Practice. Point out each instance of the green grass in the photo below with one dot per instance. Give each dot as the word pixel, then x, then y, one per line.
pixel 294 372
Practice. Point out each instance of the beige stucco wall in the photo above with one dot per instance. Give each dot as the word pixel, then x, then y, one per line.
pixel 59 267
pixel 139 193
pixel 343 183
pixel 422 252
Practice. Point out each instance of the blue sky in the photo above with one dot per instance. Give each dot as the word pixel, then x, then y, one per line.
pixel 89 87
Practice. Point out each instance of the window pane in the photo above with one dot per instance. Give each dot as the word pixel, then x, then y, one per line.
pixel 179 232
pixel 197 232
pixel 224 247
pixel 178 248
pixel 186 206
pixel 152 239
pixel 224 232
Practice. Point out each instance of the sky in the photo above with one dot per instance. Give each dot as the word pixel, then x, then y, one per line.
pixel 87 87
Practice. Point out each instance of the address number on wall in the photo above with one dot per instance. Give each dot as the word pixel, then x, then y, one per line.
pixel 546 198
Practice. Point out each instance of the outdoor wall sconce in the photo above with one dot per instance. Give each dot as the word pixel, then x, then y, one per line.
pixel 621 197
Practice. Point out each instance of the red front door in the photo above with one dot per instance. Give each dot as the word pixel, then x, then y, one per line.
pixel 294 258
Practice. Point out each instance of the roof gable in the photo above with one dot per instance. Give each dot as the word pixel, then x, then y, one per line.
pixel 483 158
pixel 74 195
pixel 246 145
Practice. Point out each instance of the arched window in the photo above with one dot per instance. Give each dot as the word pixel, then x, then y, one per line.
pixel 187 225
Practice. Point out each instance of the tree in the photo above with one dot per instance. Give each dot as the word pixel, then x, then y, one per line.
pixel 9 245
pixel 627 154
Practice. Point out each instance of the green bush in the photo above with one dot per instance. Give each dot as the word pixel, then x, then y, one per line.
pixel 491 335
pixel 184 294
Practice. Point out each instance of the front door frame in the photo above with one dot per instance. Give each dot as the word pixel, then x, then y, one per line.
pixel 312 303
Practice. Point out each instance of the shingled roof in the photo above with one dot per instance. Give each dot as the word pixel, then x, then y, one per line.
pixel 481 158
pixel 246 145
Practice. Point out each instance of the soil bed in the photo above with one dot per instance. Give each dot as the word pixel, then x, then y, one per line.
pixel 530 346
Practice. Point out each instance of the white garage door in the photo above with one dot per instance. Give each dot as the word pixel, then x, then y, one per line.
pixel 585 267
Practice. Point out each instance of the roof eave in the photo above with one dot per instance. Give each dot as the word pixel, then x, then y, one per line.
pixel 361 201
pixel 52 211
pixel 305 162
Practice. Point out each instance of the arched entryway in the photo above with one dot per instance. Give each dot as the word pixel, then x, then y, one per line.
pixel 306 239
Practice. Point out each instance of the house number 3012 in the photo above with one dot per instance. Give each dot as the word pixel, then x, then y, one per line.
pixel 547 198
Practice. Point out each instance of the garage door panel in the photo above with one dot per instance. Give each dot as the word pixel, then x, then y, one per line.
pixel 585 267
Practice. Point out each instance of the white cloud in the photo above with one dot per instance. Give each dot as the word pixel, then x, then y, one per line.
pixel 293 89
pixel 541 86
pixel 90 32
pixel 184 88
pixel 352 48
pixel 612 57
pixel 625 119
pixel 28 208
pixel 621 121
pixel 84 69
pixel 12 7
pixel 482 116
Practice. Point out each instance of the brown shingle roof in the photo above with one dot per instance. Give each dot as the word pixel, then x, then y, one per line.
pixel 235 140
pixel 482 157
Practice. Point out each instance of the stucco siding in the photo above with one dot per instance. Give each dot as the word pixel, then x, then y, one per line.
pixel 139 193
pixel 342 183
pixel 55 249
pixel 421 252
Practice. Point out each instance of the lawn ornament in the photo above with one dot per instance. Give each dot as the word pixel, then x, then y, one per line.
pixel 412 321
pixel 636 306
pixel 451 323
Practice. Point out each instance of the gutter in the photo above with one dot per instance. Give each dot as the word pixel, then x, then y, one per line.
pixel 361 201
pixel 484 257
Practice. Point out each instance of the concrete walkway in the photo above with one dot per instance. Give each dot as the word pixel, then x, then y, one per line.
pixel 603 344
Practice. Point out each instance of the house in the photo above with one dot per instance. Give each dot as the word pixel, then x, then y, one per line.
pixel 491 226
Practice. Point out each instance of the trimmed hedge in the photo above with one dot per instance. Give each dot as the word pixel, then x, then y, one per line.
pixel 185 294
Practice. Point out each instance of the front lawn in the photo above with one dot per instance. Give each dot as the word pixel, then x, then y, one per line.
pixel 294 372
● ● ● ● ● ● ●
Problem description:
Write out the data above again, swapping each occurrence of "one dot per instance" for "a single dot for each instance" and changing nothing else.

Output below:
Practice. Point out each instance of the green grass in the photo below with a single dot for each instance. Give each dot as the word pixel, then x, then y, one per line.
pixel 294 372
Practice. Point out each instance of the beige stucco wall in the photo above with a single dot for each instance. Give each dot as the word pixel, then x, then y, one per line.
pixel 59 267
pixel 139 193
pixel 343 183
pixel 422 252
Practice. Point out each instance of the blue sky in the photo above with a single dot for each instance. Give each dot as the word pixel, then x, then y, one per line.
pixel 89 87
Practice. Point out each instance of the window pane in the photo above with a single dot for each instance. Give each dot as the word pixel, then x, then y, one per line.
pixel 179 232
pixel 197 232
pixel 224 247
pixel 178 248
pixel 186 206
pixel 152 239
pixel 224 232
Practice. Point out each instance of the sky in the photo above with a single dot for each instance. Give each dot as the word pixel, then x, then y, one per line.
pixel 87 87
Practice. Point out each instance of the address number on wall in the photo above with a single dot for each instance. Give each dot as the word pixel, then x, then y, one per line.
pixel 546 198
Practice. Point out each instance of the outdoor wall sconce in the photo above with a single dot for each instance. Give each dot as the word pixel, then x, then y, one per line.
pixel 621 197
Practice. Point out each instance of the red front door in the photo above with a single dot for each instance. Give each dot as the word pixel, then x, then y, one per line.
pixel 294 258
Practice. Point out each instance of the roof gable in the photo above with a single dot for each instance. Give each dot as the word pixel, then x, then y, one per line.
pixel 483 158
pixel 74 195
pixel 246 145
Practice. Point out each instance of the arched window in the photo above with a single dot for each instance. Give each dot as the word pixel, then x, then y, one per line.
pixel 187 225
Practice. Point out each instance of the tree in the photo above with a single dot for each instance. Give each dot as the word pixel, then x, then y, one per line.
pixel 9 245
pixel 627 154
Practice. Point out each instance of the green bush in the photo above with a single dot for each instance. Give each dot as the word pixel, then x, then y, one per line.
pixel 491 335
pixel 184 294
Practice. Point out each instance of the front door frame in the photo above with a single dot for each instance. Give each dot as the word pixel, then x, then y, one per line.
pixel 312 303
Practice. Point out each instance of the shingled roof in the photo above with a single dot for each instance. Give each dot as the word pixel, then x, then y, one per line.
pixel 481 158
pixel 246 145
Practice. Point out each instance of the soil bed in the photo above with a single dot for each instance. Give each dot as the word pixel, then x, then y, one per line.
pixel 530 346
Practice. Point out each instance of the white garage door in the photo above with a single dot for each instance. Give each dot as the word pixel, then x, then y, one per line.
pixel 585 267
Practice. Point out each instance of the roof eave in the photo above with a single dot for each instance. Give each dot as the word pixel, then x, then y, one per line.
pixel 361 201
pixel 52 211
pixel 305 162
Practice. Point out each instance of the arched entryway in the photo above with a single dot for each instance. Give each dot as the word pixel, then x, then y, one per line.
pixel 306 239
Practice. Point out each instance of the house number 3012 in the photo above with a single dot for each instance. Give each dot as the word pixel, then x, then y, one per line.
pixel 547 198
Practice. Point out each instance of the garage door panel in the photo above with a single dot for each instance. Give each dot as the word pixel, then x, then y, one per line.
pixel 585 267
Practice. Point out each instance of the white cloud in the photo above with a single dot for each instance. Give each dot as the word pixel, then x, then y, one per line.
pixel 293 89
pixel 541 86
pixel 90 32
pixel 184 88
pixel 352 48
pixel 612 57
pixel 625 119
pixel 28 208
pixel 621 121
pixel 84 69
pixel 12 7
pixel 482 116
Practice. Point out each instance of the brown shingle roof in the photo above with a single dot for each instance. Give each dot as the word pixel, then x, then y, one per line.
pixel 235 140
pixel 482 157
Practice. Point out each instance of the stucco siding in the photo above with a single dot for each instance. Give each dot as the word pixel, then x, then y, one per line.
pixel 139 193
pixel 342 183
pixel 55 249
pixel 421 252
Practice. Point out each instance of the lawn ornament in the photo above with a single dot for each instance. Give each dot as the word pixel, then x, then y, one per line.
pixel 412 321
pixel 636 306
pixel 451 323
Practice. Point out each instance of the gutter in the photo above with a single dot for each instance. Give each dot as the word pixel, then x, then y, one per line.
pixel 361 201
pixel 484 257
Practice. Point out each instance of the concrete walkway in the photo above with a single dot for each instance. Give each dot as the word pixel, then x, then y, one per line.
pixel 603 344
Practice. Point out each instance of the house in the photo above with a single dot for each instance. Give each dot as the word pixel, then x, then y, one per line.
pixel 491 226
Practice. Point out each instance of the trimmed hedge in the photo above with a single dot for each instance. Give each dot as the word pixel, then x, then y, one per line.
pixel 185 294
Practice. Point out each instance of the front lawn in the photo above with a single dot for each instance. Give each dot as the word pixel, then x, then y, one per line.
pixel 294 372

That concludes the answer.